Excerpted data:

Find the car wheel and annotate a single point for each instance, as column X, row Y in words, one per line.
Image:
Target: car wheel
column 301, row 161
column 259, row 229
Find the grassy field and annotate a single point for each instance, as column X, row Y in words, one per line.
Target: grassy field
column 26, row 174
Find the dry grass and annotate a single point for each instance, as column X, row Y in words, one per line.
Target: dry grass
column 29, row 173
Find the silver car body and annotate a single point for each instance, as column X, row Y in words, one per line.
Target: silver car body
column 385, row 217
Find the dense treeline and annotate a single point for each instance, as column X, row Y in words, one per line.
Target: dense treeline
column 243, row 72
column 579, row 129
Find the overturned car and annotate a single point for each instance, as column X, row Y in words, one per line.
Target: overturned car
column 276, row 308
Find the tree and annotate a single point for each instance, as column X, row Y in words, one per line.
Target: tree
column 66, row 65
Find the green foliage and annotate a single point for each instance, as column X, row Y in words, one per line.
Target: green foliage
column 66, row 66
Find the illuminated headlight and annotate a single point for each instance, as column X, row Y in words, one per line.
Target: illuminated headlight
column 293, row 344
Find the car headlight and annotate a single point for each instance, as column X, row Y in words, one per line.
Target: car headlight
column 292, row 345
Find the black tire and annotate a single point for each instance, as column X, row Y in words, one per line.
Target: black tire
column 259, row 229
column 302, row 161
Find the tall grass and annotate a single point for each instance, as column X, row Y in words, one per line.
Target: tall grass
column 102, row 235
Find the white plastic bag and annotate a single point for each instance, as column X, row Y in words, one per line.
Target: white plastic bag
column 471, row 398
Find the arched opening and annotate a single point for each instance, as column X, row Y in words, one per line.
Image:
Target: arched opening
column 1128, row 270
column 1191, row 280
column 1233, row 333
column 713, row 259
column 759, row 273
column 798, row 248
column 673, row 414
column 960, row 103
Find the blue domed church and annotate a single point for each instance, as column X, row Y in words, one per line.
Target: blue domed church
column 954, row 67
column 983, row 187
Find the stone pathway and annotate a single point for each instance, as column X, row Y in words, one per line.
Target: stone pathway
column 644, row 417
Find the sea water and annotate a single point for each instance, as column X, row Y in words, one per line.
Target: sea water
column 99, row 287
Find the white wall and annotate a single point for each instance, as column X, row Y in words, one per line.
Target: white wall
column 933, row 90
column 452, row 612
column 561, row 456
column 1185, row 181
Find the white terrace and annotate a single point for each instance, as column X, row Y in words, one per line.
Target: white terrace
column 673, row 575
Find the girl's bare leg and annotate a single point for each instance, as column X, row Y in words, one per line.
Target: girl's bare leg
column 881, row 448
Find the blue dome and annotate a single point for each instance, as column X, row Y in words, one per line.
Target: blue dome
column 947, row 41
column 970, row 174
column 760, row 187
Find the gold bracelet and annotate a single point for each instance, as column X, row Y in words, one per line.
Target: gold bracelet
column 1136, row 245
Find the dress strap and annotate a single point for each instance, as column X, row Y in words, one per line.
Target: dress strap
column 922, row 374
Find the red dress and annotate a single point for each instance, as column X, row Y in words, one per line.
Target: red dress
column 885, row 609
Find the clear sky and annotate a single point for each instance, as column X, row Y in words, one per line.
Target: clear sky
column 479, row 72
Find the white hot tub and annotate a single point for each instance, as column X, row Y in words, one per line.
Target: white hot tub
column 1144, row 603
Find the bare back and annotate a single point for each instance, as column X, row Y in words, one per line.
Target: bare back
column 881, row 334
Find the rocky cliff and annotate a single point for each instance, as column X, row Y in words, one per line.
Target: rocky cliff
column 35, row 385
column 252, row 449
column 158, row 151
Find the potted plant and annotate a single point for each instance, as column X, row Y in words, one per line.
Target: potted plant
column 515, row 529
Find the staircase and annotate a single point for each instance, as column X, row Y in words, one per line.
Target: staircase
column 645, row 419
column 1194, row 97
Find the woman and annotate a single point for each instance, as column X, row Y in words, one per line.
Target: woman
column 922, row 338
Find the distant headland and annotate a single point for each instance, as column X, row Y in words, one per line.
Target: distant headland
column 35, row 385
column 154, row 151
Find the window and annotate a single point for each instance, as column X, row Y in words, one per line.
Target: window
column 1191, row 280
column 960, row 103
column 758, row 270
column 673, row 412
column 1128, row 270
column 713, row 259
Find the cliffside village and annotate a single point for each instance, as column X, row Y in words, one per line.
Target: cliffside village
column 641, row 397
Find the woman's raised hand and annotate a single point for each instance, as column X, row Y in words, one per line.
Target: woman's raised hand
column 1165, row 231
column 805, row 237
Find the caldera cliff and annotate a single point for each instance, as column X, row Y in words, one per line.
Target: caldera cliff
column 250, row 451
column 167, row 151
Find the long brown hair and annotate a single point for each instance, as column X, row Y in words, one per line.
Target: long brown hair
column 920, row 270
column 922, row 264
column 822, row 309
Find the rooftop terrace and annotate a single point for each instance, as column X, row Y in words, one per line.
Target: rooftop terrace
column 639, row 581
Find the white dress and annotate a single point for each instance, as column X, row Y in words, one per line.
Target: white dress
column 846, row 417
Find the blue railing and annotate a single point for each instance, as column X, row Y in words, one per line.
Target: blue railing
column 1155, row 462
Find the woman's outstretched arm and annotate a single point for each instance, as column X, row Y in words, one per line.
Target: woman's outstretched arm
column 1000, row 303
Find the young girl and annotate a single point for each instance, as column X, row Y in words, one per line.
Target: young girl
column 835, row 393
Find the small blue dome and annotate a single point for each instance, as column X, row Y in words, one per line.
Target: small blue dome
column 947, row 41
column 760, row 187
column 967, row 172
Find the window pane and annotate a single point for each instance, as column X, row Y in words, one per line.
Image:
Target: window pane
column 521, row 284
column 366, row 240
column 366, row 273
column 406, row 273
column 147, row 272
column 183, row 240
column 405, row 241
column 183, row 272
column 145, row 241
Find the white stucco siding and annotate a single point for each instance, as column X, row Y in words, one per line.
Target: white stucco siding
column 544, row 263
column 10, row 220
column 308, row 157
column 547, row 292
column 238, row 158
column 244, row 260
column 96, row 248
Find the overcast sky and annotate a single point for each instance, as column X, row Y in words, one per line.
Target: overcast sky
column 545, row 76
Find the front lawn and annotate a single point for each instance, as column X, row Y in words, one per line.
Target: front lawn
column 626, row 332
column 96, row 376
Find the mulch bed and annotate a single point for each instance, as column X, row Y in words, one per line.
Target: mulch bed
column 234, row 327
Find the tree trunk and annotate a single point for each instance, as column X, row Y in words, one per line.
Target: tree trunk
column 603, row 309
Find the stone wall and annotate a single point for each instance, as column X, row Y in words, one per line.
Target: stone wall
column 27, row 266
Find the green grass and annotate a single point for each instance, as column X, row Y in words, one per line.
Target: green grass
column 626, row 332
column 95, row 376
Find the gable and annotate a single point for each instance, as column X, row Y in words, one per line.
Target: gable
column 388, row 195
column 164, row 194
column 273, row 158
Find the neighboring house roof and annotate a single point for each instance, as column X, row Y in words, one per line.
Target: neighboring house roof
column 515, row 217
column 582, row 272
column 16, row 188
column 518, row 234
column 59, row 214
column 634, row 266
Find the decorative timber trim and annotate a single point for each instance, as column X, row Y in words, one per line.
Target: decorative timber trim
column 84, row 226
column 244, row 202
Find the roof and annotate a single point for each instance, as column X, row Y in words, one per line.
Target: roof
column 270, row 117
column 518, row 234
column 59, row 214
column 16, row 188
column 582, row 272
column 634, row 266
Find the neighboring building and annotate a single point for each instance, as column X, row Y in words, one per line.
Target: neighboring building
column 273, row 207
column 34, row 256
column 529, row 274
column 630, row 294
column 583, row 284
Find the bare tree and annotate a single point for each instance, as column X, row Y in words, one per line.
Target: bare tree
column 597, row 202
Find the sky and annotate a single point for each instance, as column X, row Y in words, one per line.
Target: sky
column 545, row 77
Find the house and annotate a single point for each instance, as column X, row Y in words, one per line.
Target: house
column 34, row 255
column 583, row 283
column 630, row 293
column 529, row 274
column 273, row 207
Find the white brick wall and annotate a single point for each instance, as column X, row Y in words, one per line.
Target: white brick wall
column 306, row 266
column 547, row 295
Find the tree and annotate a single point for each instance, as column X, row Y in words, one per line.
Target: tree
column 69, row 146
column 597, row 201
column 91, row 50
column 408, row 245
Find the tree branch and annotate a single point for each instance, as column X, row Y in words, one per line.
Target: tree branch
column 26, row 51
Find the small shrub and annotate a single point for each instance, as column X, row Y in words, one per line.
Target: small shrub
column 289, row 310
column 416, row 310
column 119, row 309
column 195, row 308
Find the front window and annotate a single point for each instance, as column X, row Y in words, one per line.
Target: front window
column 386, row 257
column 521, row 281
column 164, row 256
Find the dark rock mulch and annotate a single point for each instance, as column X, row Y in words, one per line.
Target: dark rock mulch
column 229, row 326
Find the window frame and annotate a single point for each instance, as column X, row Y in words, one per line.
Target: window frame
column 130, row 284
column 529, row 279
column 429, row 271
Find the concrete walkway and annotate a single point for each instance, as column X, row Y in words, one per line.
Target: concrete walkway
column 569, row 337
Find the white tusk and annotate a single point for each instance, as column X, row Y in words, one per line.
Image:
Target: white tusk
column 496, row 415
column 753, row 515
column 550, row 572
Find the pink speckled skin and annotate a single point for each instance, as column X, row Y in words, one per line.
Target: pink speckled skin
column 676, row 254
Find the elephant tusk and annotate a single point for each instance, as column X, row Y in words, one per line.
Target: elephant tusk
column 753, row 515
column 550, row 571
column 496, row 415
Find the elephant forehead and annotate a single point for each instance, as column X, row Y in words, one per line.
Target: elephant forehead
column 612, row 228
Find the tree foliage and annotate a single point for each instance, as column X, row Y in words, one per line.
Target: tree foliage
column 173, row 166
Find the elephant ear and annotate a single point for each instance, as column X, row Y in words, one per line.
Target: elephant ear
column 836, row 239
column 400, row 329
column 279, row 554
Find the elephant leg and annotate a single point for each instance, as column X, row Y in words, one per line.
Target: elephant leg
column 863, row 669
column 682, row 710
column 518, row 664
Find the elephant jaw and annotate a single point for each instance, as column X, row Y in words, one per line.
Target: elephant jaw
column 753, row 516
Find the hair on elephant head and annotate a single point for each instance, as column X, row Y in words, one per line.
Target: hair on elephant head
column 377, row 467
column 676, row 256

The exercise: Return every line of the items exactly as it appears, from the line containing "Find the overcast" down to the line containing "column 27, row 266", including both of those lines.

Solution below:
Find the overcast sky and annotate a single point for each instance, as column X, row Y in words, one per line.
Target: overcast sky
column 545, row 76
Find the front lawn and annotate a single point for each instance, as column X, row Y in words, one per line.
Target: front lawn
column 626, row 332
column 96, row 376
Find the mulch bed and annotate a single point for each instance, as column X, row Y in words, one per line.
Target: mulch bed
column 234, row 327
Find the tree trunk and annotate a single point for each instance, as column X, row Y in words, one per line.
Target: tree trunk
column 603, row 309
Find the stone wall and annotate a single point for each instance, as column X, row Y in words, one per line.
Target: stone wall
column 27, row 266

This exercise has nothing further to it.